> **Given exercise A**:
Print a portion of the Opel and Christmas figurines story verbatim, please: everything from "But I didn't care" down to "wanted to go.".

> **Excerpt provided**:
It was the winter of my senior year in high school and I had the use of my dad's car regularly, an Opel Cadet Station Wagon. Friends teased me that it was a real stretch to call it a car. They said the engine sounded like Chip and Dale were running their little legs off on hamster wheels, with Chip occasionally tripping on one of the rungs. As a precautionary measure I never opened the hood.

But I didn't care if four legged creatures powered it or not. It worked fine as long as you didn't want to go too fast or up a steep hill. I just wanted to go.

I loved that little car because it meant I had the sweet freedom to take off in the evenings and escape my deteriorating relationship with mom. In those days my mom and I were in an endless skirmish. It was as if we had been ordered by our superiors to fight to the bitter end. Which is what we did, relentlessly.

Since I had an adversary instead of a mom, I went looking for a substitute. I puttered along in the little red Opel and each evening it graciously agreed to deposit me at the doorstep of one of the homes I had adopted in search of a mother.

I found several potential surrogates, mainly moms of my friends, but also a few women from the church who helped with our youth group. Being an industrious kid, I would find out what everyone was having for dinner and would go where the food was the best on any given night -- sort of like Tramp in Lady and the Tramp. Patsy Scruggs was always good for a fattening southern cooked meal and Mrs. Tindall had so many mouths to feed that she hardly noticed when I pulled up a chair. Sandy's mom worked long hours, so I tried not to impose on her unless I was desperate, but Vera Smith would absolutely light up when I dropped by, so I frequented her home often, even though she wasn't the best cook of the bunch. But that was okay, the nourishment I was seeking went far beyond food. The big hugs I got from Vera and her family as soon as I walked through the door were better than any dessert.

Christmas was fast approaching and I wanted to get something really special for each of these women. I was working after school and had a little money saved up, but I didn't want to buy them cute knick-knacks that wouldn't have any meaning. I wanted to give them something from my heart. After much consideration, the best idea I could come up with was to make the gifts myself.

I was pretty good with crafts, so I went to the local art store, talked with several women who worked there and got some tips about what supplies I needed. I purchased five unpainted porcelain figurines, each standing around 12" tall, along with the appropriate paint and brushes. Every figurine was chosen to represent some aspect of each woman's interest or personality: an old-fashioned doll for Patsy, a beautiful woman in an evening gown for Vera. I didn't follow any kind of predetermined pattern, but invented my own color scheme for each figure.

Every night when I came home from my visits I would go downstairs to where I had all my supplies set up in our basement and start working. I spread newspaper out on the pool table and all of the materials I needed were carefully organized to one side. I took my time with the fine points on every figure. I'd paint a portion of the eye on one figurine and while it was drying, I'd work on the details of another.

The more I worked, the better I got at it. After a week or so I began to feel confident enough to mix the different colors directly on certain sections to make the designs more intricate. Each figurine was one of a kind. It was a labor of love. I was really proud of what I had done for these women who had been so kind to me. I was beginning to get excited about giving these gifts and seeing the look on their faces when they saw the effort I had made to say thank you.

> **Given exercise B**:
Arrange the listing below as a numbered list, everything from the line containing "the snow surface." down to the end of the listing, with blank lines skipped and the pictures left out.

> **Data for this exercise**:
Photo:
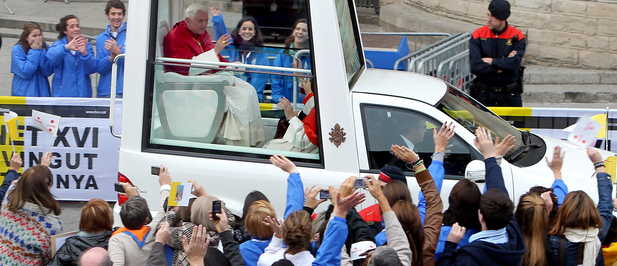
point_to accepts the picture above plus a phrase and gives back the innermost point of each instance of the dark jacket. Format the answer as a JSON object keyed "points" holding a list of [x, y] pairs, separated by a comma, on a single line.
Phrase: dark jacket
{"points": [[231, 256], [504, 70], [485, 253], [10, 176], [74, 246], [573, 250]]}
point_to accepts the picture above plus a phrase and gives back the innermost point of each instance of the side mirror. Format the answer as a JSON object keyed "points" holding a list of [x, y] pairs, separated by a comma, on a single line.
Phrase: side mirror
{"points": [[475, 171]]}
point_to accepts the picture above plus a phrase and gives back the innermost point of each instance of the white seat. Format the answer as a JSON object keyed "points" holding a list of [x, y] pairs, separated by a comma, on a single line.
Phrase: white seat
{"points": [[190, 108]]}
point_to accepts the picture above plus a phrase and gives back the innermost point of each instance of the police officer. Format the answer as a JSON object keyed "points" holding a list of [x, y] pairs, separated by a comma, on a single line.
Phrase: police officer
{"points": [[495, 52]]}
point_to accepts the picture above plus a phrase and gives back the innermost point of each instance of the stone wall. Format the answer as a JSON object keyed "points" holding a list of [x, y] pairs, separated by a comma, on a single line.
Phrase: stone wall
{"points": [[560, 32]]}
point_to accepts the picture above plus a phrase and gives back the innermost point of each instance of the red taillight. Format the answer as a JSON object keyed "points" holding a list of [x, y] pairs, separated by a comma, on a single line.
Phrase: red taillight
{"points": [[123, 179]]}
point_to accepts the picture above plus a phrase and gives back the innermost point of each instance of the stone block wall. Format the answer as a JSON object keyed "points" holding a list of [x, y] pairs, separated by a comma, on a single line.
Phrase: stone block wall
{"points": [[574, 33]]}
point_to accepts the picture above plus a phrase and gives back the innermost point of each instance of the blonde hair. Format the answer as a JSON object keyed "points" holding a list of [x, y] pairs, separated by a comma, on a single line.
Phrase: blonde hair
{"points": [[577, 211], [532, 218], [253, 222], [200, 211], [193, 8]]}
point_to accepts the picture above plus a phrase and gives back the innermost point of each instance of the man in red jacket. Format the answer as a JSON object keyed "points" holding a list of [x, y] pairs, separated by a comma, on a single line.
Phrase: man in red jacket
{"points": [[189, 38]]}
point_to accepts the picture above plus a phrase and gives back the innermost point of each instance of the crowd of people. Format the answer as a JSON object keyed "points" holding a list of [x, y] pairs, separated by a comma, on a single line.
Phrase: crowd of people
{"points": [[72, 59], [549, 225]]}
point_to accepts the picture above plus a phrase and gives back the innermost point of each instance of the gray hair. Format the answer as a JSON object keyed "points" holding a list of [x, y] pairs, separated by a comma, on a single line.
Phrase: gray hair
{"points": [[193, 8], [383, 256]]}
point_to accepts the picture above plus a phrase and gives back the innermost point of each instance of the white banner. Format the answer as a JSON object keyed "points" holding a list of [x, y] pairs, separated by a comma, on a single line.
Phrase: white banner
{"points": [[84, 153]]}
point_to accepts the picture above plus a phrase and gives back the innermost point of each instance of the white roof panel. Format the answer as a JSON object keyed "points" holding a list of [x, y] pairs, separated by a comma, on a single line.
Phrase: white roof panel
{"points": [[402, 84]]}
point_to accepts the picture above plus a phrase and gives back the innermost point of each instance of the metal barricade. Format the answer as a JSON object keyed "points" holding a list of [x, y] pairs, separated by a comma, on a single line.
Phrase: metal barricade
{"points": [[421, 38], [428, 63], [369, 4], [411, 58], [456, 71]]}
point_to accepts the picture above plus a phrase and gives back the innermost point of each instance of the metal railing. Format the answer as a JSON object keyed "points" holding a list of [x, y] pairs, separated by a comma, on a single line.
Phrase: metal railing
{"points": [[456, 71], [420, 39], [112, 96], [428, 63], [419, 62]]}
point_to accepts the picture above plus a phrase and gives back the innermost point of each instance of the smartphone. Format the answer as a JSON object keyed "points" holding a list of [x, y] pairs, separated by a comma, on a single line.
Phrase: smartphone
{"points": [[324, 194], [216, 208], [155, 170], [359, 183], [119, 188]]}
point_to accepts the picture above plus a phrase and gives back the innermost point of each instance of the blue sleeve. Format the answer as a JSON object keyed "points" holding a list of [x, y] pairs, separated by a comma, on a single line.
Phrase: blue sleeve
{"points": [[278, 81], [103, 65], [219, 26], [329, 253], [438, 173], [494, 177], [560, 190], [25, 65], [10, 176], [512, 63], [89, 60], [295, 194], [45, 65], [55, 54], [605, 203]]}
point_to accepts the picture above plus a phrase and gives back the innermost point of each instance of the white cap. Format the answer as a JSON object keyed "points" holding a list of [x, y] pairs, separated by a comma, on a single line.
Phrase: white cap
{"points": [[359, 249]]}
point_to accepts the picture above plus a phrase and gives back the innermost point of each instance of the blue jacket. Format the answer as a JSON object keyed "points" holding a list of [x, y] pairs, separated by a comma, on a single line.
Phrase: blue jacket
{"points": [[252, 249], [329, 253], [71, 71], [295, 194], [485, 253], [10, 176], [481, 252], [282, 86], [30, 72], [260, 56], [104, 65], [605, 207], [560, 190]]}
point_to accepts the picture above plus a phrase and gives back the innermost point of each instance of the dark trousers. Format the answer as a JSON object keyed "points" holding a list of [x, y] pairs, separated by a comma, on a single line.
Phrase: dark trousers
{"points": [[495, 96]]}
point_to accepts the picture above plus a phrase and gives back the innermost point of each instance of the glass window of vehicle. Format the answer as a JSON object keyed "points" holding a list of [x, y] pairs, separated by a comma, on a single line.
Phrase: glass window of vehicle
{"points": [[529, 149], [199, 107], [350, 38], [386, 125]]}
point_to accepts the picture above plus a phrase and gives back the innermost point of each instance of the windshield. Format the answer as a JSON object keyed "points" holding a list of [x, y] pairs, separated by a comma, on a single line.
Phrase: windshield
{"points": [[471, 114], [528, 150]]}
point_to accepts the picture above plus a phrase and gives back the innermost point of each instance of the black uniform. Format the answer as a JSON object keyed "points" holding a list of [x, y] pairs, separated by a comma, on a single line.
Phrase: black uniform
{"points": [[499, 83]]}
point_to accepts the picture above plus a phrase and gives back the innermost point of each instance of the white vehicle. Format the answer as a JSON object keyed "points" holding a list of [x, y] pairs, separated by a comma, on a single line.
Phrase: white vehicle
{"points": [[361, 112]]}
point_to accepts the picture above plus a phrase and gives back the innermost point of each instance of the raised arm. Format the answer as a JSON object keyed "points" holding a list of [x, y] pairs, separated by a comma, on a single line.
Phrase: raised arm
{"points": [[605, 189], [295, 188], [560, 190], [434, 206], [441, 138], [329, 253]]}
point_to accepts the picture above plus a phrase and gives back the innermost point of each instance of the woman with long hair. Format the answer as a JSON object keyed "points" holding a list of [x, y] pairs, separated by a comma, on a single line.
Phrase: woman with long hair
{"points": [[29, 64], [72, 59], [580, 227], [29, 218], [246, 48], [282, 86], [532, 217], [95, 228]]}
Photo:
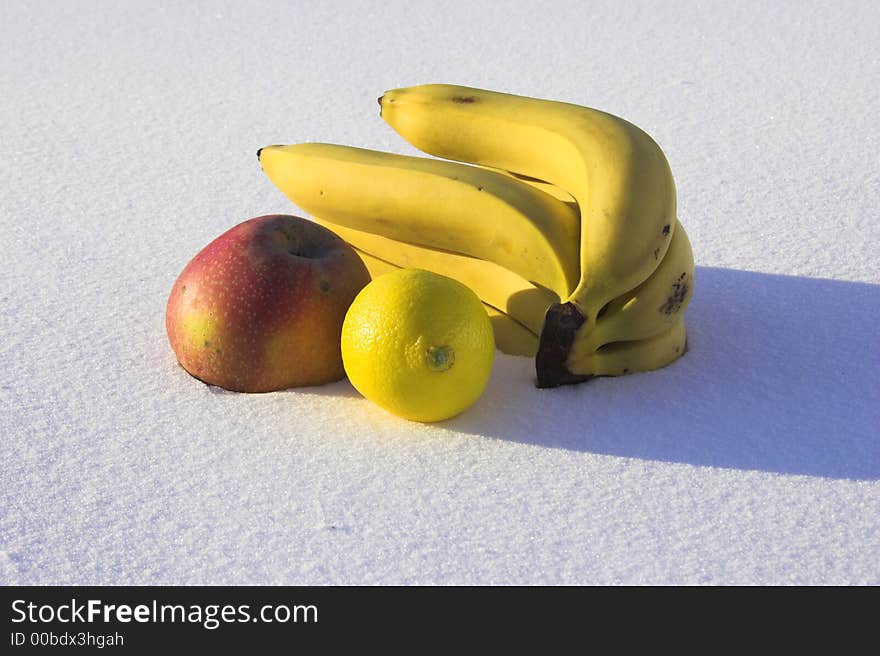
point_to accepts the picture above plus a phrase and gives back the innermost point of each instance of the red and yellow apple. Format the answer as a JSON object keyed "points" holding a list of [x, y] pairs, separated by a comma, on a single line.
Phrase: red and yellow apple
{"points": [[261, 307]]}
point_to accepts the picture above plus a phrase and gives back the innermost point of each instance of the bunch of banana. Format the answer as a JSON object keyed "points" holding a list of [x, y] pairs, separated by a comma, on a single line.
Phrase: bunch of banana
{"points": [[561, 218]]}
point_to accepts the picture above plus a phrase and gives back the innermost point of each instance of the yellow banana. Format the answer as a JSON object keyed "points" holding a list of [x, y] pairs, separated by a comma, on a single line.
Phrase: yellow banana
{"points": [[650, 308], [495, 285], [621, 358], [429, 202], [616, 173], [511, 337]]}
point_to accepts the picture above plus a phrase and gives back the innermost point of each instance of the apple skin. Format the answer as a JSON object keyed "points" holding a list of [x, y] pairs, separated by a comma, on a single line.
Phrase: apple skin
{"points": [[261, 307]]}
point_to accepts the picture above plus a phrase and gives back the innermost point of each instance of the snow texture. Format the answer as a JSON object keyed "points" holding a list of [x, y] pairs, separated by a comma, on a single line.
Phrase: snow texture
{"points": [[128, 136]]}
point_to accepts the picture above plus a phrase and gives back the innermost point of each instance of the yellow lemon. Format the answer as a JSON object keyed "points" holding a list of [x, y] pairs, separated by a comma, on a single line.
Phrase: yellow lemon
{"points": [[418, 344]]}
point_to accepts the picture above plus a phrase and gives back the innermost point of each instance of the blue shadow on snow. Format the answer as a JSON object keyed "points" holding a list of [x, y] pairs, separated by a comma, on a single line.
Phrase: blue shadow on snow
{"points": [[782, 374]]}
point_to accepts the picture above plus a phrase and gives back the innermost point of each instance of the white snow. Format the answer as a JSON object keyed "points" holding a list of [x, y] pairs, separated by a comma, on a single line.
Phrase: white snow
{"points": [[128, 136]]}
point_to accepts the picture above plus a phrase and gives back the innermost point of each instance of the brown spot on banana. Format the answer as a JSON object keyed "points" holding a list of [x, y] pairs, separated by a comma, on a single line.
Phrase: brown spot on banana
{"points": [[561, 324]]}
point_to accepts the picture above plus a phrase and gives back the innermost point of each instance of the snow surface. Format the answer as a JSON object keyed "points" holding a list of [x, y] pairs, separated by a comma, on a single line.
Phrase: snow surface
{"points": [[128, 136]]}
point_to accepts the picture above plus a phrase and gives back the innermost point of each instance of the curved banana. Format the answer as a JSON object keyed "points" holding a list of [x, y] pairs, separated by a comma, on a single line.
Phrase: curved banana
{"points": [[621, 358], [429, 202], [617, 174], [511, 337], [650, 308], [495, 285]]}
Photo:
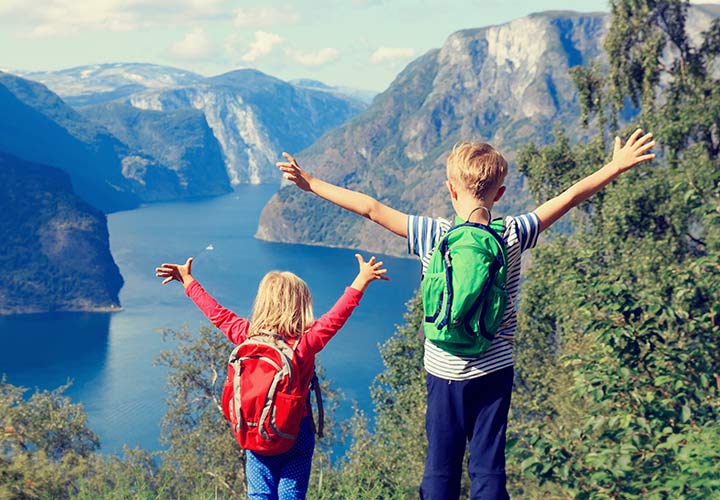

> **Full solution A**:
But I didn't care if four legged creatures powered it or not. It worked fine as long as you didn't want to go too fast or up a steep hill. I just wanted to go.

> **Full solution B**:
1. point_to accepts the picture above plus a phrase and gives back the innermost point of each instance of the snow surface. Format the answer as a JSON object keyed "points" holding a list of [x, y] pairs, separated by a comma, on a single line.
2. Phrase: snow surface
3. {"points": [[128, 136]]}
4. point_to accepts the picture above plus a phrase and gives back the innermost point of each instance of the curved banana. Format the answer as a JSON object keyed "points" holding a list of [x, y] pairs, separated by a comma, on a single line.
5. Phrase: curved banana
6. {"points": [[621, 358], [429, 202], [617, 174], [511, 337], [650, 308], [495, 285]]}
7. Photo:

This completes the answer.